» **Given data**:
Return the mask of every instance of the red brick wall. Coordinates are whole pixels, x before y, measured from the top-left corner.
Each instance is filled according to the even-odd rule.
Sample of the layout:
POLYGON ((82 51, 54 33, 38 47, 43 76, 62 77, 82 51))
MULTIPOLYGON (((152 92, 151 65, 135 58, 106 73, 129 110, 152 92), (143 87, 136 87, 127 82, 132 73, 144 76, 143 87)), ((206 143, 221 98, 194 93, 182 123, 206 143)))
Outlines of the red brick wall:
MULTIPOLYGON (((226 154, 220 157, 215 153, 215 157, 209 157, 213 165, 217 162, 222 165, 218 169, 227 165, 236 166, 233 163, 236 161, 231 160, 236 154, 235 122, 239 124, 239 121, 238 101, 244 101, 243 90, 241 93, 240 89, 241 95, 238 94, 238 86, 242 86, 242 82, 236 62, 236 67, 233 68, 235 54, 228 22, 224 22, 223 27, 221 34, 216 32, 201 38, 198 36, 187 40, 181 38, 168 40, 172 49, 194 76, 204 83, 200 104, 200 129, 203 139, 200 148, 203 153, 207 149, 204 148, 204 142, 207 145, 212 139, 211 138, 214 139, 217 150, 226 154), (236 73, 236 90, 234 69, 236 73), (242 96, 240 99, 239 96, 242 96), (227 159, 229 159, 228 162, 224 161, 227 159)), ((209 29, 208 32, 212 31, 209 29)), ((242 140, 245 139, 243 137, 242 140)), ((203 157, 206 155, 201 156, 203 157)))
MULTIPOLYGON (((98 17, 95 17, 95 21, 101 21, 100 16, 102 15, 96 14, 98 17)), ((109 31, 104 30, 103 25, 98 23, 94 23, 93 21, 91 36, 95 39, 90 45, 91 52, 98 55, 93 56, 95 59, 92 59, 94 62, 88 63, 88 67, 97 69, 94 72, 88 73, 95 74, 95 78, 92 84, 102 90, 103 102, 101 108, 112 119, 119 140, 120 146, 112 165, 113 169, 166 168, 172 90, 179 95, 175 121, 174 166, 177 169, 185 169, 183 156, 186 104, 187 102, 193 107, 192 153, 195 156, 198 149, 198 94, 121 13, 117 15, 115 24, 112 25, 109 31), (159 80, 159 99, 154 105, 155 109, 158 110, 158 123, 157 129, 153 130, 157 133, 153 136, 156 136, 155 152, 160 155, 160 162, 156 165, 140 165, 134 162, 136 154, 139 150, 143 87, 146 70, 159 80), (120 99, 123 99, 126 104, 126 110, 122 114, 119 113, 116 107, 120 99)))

» **Problem details**:
Rewrite the data, from its first line through the line containing "MULTIPOLYGON (((226 154, 220", as a JSON list of strings with one string per line, omitting blank lines.

» **Response to the task**:
[
  "Return the mask of every instance of the red brick wall. Coordinates are whole pixels, x before y, measured from the top-left corner.",
  "Each instance is filled according to the even-odd rule.",
  "Sample of the layout:",
  "POLYGON ((82 51, 54 33, 38 47, 43 76, 62 77, 82 51))",
  "MULTIPOLYGON (((152 92, 151 65, 135 58, 106 73, 129 110, 152 92), (143 87, 136 87, 127 82, 132 73, 144 76, 143 87)), ((206 143, 221 98, 194 93, 182 123, 206 143)))",
  "Outlines of the red brick wall:",
  "MULTIPOLYGON (((226 154, 220 157, 215 153, 215 157, 209 157, 213 165, 217 162, 222 165, 218 169, 227 165, 236 166, 233 163, 236 161, 231 160, 236 154, 235 122, 239 124, 239 121, 238 101, 244 101, 243 90, 241 93, 240 89, 241 95, 238 94, 238 86, 242 86, 242 82, 236 62, 236 67, 233 68, 235 54, 228 22, 224 22, 223 27, 221 34, 216 32, 201 38, 198 36, 187 40, 181 38, 168 40, 172 49, 194 76, 204 83, 200 104, 200 129, 203 139, 200 148, 203 153, 207 149, 204 148, 204 142, 207 145, 212 139, 211 138, 214 139, 217 150, 226 154), (236 73, 236 90, 234 69, 236 73), (242 96, 240 99, 239 96, 242 96), (227 159, 229 159, 228 162, 224 161, 227 159)), ((209 29, 208 32, 212 31, 209 29)), ((242 140, 245 139, 243 137, 242 140)), ((203 157, 206 155, 201 156, 203 157)))"
]